_Aim of the exercise_: Repeat verbatim every line of the material, beginning at the line that holds "# point: camera" and ending at its last line.

# # # # # # #

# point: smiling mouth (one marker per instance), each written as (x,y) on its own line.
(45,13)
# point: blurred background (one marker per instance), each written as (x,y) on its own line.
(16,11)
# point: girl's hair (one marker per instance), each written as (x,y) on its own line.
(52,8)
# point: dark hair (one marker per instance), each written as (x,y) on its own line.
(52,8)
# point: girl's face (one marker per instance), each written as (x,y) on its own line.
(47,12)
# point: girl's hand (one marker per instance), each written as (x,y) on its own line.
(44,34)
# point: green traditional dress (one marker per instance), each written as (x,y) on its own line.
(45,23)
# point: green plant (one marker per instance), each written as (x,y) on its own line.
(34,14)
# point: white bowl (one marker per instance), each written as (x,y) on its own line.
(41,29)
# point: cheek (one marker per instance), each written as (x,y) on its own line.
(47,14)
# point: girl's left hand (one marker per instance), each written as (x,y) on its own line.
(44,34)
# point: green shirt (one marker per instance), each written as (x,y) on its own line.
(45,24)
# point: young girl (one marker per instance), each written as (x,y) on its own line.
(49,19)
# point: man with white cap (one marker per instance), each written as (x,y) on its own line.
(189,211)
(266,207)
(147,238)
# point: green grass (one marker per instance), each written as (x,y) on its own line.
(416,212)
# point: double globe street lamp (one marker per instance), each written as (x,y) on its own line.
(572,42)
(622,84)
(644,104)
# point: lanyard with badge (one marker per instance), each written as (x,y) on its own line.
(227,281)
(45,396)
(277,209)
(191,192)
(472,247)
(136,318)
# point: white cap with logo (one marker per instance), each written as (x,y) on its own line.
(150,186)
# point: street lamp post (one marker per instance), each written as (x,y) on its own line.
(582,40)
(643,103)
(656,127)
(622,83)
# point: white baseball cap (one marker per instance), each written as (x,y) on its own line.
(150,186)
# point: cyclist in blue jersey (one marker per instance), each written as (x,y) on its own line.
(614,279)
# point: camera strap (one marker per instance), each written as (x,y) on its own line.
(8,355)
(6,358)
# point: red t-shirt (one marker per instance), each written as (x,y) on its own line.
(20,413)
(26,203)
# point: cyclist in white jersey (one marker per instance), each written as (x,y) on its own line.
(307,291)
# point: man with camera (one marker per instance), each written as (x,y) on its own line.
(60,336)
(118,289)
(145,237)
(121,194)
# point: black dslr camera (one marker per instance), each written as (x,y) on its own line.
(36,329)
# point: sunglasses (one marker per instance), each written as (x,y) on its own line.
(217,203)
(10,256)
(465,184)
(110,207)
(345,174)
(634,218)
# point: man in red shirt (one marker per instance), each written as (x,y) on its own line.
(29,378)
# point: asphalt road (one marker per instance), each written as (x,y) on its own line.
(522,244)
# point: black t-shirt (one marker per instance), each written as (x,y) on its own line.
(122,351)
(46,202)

# # # # # # #

_Output below_:
# point: camera strap (one marker per instance), each written as (x,y) on its own line.
(8,355)
(6,358)
# point: red t-shirt (one marker per instance), each written as (x,y) on its own line.
(20,413)
(26,203)
# point: cyclist in white jersey (one marker per instance), each written as (x,y) on its own line.
(307,291)
# point: man with camera (one marker per instance), each written as (x,y) on its own line.
(60,336)
(118,289)
(145,237)
(121,194)
# point: black dslr camera (one marker per instance), each written as (x,y) on its own line.
(36,329)
# point: sunglasses (one marker per instance), each written as (x,y) on its own line.
(217,203)
(10,256)
(465,184)
(110,207)
(345,174)
(634,218)
# point: man in red shirt (one marker per instance), each written as (x,y) on its own line.
(29,378)
# point: asphalt road (one marker per instance), each written as (x,y) on its own line.
(522,244)
# point: black t-shirt (one marker per instance), each written as (x,y) on its own line.
(122,351)
(46,202)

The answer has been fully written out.